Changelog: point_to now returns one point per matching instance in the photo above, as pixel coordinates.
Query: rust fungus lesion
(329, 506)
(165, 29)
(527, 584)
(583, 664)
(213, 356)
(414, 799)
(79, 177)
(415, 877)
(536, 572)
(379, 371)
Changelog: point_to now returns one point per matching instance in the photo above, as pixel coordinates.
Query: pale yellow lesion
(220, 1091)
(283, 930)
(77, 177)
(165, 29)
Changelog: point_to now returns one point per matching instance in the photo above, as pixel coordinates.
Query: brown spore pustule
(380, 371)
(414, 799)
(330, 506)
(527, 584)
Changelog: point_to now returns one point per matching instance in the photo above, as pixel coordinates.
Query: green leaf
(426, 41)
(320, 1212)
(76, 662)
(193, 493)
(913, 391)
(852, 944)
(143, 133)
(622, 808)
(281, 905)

---------------

• TASK BRIEF:
Each of the records should be retyped exactly.

• WRITTEN SOLUTION:
Changelog: point_to now returns one point per matching instance in the photo above, as pixel coordinates.
Query: rust fungus lesion
(329, 506)
(165, 29)
(527, 584)
(583, 664)
(213, 356)
(414, 799)
(79, 177)
(415, 877)
(536, 572)
(379, 371)
Changelog: point_to now returns one point per matching instance in the photo above, as pixel coordinates.
Query: pale yellow lesion
(220, 1091)
(283, 930)
(77, 177)
(165, 29)
Changelog: point_to now returns one point per matching instance in the photo above, as pixel coordinates.
Query: brown spore pustule
(380, 371)
(414, 799)
(330, 506)
(527, 584)
Changelog: point_to now returns one point per matching instance in the photo above, as pixel coordinates.
Query: green leaf
(426, 41)
(320, 1212)
(76, 662)
(193, 493)
(913, 391)
(852, 944)
(143, 133)
(622, 808)
(281, 905)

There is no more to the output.